[INPUT DATA — start]

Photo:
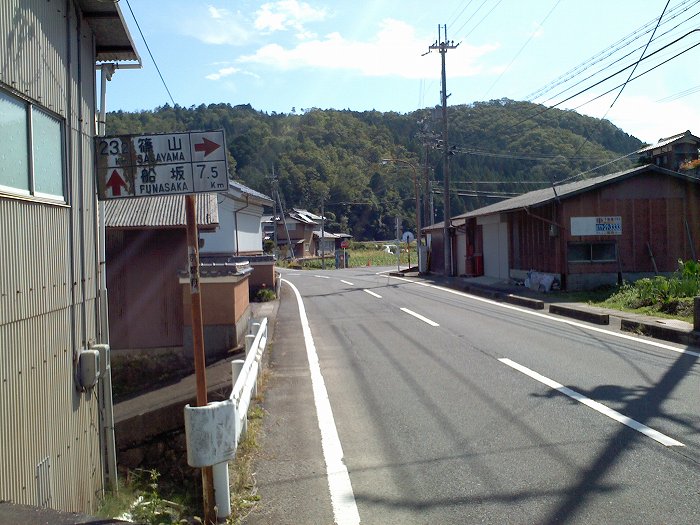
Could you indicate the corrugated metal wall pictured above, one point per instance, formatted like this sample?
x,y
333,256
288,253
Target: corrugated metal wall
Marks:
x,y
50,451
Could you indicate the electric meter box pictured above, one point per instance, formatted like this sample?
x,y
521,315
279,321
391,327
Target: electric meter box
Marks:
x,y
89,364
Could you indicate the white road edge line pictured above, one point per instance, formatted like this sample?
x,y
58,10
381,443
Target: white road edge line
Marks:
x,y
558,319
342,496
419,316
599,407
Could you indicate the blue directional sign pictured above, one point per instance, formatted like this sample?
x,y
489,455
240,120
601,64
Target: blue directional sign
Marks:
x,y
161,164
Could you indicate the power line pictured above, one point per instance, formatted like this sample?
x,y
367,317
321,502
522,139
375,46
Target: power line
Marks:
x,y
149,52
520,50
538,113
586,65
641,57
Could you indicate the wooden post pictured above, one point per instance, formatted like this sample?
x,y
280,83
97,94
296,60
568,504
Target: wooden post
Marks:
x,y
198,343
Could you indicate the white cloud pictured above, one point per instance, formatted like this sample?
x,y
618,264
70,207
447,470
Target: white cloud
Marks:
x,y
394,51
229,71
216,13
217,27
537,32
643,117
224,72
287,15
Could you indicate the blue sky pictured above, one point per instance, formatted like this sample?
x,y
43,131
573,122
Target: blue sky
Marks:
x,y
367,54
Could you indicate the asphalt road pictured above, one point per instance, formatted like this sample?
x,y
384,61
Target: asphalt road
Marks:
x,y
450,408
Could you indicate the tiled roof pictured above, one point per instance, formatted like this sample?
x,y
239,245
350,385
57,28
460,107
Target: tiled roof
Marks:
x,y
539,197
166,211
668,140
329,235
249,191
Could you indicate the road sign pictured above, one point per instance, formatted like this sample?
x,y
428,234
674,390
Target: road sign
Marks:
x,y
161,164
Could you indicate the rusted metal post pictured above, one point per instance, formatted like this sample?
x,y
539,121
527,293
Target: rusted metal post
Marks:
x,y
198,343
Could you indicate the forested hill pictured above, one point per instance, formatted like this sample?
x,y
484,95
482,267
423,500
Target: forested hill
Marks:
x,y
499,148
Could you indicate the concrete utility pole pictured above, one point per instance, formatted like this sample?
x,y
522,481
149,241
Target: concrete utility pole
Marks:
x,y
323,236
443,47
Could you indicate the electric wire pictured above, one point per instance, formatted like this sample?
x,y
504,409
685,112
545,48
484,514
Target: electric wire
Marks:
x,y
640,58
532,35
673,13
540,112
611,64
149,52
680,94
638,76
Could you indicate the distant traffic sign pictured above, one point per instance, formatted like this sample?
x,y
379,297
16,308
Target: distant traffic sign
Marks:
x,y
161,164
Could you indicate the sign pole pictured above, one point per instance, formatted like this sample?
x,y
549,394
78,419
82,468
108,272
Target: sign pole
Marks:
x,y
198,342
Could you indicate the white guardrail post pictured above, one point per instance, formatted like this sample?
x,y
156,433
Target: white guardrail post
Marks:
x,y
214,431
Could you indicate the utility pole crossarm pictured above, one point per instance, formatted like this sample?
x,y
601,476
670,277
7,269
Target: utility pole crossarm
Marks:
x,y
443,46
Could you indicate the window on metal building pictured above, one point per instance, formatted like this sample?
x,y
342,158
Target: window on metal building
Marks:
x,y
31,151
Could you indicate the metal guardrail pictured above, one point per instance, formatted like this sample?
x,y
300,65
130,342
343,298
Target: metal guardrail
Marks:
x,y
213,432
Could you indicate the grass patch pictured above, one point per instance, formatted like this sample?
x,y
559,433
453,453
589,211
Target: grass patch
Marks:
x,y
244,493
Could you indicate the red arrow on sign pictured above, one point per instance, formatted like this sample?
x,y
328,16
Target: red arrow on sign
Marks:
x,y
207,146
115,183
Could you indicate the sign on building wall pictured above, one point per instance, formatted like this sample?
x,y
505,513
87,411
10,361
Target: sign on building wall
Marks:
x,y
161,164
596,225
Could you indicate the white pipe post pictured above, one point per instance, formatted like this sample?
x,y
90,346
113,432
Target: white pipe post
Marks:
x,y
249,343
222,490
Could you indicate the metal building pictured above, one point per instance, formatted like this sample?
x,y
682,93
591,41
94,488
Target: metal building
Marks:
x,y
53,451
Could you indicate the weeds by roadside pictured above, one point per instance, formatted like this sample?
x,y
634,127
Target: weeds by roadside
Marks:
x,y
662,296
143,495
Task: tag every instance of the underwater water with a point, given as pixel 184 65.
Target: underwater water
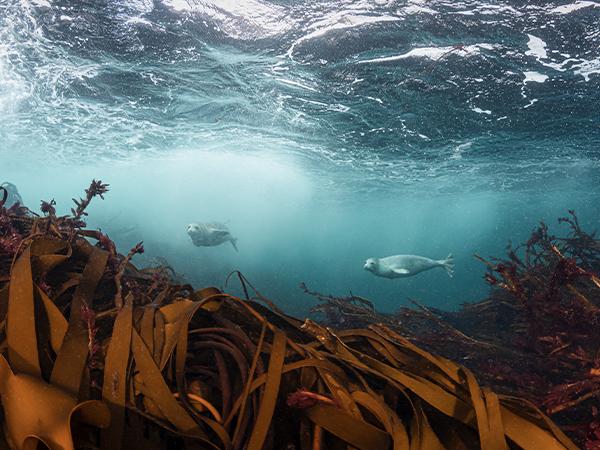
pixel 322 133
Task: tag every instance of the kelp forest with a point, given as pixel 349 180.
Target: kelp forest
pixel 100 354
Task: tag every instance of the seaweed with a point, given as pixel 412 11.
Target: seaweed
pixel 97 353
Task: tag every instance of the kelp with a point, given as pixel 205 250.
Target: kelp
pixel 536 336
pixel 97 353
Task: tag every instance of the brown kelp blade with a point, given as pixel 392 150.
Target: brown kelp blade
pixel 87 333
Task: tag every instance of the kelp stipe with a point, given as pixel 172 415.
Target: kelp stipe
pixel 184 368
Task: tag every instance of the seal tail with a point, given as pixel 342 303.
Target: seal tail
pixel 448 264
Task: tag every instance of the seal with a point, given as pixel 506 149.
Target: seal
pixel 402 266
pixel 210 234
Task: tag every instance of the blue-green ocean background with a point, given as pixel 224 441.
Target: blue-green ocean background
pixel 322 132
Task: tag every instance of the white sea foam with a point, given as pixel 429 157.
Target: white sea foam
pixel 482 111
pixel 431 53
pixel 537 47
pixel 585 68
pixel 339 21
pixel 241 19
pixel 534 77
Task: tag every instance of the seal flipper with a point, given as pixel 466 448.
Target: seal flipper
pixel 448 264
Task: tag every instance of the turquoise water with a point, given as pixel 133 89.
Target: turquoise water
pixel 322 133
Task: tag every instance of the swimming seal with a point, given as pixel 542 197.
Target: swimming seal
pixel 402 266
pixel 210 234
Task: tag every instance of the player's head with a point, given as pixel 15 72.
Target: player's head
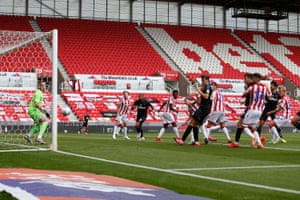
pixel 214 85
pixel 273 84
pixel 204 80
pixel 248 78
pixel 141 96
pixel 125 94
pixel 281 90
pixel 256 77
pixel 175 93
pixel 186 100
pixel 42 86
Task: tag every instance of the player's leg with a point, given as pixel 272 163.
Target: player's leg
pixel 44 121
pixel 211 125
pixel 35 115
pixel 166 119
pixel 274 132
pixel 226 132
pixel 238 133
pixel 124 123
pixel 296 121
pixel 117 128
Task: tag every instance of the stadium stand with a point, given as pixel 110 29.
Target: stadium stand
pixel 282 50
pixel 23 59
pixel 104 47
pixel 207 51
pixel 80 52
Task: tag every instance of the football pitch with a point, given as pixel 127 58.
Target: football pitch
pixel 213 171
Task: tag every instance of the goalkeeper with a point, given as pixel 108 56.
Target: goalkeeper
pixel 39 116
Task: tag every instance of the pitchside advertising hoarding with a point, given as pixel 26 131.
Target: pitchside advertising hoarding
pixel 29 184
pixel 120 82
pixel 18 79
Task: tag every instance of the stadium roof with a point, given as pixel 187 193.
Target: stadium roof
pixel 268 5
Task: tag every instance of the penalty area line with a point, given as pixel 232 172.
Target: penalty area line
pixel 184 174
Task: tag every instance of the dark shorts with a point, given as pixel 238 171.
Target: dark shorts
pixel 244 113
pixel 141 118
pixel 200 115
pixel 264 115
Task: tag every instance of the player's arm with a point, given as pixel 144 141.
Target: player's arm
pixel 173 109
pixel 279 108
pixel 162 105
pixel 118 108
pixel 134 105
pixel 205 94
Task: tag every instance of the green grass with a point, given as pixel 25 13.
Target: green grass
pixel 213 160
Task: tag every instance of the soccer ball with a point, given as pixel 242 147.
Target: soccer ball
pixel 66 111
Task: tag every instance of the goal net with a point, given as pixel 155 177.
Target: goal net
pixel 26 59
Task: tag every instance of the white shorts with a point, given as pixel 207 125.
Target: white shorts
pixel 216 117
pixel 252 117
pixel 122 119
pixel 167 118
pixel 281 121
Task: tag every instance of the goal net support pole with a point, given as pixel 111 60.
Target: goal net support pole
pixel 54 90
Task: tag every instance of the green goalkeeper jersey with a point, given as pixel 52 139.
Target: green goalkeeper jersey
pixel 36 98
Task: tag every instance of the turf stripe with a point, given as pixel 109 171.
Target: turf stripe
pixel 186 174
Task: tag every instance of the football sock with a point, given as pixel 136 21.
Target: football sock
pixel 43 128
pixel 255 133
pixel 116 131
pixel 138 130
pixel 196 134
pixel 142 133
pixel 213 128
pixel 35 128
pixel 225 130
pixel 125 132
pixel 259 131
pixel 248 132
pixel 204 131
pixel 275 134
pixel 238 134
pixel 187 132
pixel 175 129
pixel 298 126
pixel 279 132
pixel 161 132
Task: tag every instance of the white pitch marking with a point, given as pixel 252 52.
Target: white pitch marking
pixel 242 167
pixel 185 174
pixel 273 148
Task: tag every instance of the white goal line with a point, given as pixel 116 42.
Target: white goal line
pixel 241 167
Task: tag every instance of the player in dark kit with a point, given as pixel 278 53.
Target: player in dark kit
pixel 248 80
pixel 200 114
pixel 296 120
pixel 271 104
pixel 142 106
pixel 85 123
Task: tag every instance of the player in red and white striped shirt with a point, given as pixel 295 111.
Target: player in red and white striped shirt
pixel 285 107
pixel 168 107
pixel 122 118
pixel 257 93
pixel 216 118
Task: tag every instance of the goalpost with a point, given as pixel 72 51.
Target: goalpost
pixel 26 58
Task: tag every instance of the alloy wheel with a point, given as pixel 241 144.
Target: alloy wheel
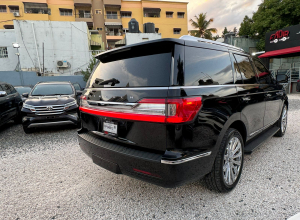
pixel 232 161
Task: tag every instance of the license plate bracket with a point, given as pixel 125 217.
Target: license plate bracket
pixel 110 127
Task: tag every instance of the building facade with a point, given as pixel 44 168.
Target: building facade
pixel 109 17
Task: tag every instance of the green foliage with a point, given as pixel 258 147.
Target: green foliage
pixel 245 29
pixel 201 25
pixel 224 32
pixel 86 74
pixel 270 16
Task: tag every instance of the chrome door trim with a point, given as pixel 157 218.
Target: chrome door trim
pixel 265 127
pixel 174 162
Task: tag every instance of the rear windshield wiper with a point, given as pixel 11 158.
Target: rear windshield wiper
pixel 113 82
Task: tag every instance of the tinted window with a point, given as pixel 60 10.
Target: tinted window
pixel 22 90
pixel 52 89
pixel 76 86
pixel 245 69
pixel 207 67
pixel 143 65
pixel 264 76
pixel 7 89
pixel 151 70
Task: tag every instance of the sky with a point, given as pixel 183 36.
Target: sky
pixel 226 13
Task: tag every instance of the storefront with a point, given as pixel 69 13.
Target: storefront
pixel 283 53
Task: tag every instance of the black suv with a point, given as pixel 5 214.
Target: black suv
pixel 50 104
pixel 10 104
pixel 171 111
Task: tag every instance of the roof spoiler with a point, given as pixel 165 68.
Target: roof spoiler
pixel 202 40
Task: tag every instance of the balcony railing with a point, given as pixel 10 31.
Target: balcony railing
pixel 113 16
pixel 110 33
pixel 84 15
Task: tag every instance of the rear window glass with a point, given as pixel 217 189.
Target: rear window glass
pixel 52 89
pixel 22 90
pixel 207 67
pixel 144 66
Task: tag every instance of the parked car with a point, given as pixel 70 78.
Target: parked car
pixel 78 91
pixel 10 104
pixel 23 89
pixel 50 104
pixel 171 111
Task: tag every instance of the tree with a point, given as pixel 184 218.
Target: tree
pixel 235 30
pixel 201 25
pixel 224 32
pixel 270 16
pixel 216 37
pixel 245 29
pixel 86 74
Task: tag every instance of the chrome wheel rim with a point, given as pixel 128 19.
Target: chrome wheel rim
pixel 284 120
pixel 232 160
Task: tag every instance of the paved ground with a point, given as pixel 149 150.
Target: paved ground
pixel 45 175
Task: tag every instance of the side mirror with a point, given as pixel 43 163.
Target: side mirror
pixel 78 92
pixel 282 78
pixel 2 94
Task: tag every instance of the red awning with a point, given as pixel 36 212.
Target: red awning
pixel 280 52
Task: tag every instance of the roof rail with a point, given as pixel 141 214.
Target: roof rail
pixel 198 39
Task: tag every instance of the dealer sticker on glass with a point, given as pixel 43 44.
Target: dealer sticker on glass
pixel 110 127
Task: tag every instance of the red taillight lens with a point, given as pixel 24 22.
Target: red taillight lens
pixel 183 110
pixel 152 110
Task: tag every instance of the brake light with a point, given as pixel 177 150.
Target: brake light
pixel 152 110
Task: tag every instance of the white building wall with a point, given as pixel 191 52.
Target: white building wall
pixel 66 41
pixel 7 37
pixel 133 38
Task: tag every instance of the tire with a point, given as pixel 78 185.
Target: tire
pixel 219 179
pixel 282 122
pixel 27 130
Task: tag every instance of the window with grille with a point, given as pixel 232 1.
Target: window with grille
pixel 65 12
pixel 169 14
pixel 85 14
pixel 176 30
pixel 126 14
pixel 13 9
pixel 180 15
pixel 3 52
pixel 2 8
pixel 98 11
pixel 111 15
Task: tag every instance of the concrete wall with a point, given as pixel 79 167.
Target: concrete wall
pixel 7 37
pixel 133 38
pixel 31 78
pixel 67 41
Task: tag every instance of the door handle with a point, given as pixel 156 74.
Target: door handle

[INPUT DATA — finish]

__EXERCISE PROMPT__: Show every line above in which the word "patch" is found.

__RESPONSE__:
Could you indicate the grass patch pictured above, one point per instance, formatted like this sample?
Target: grass patch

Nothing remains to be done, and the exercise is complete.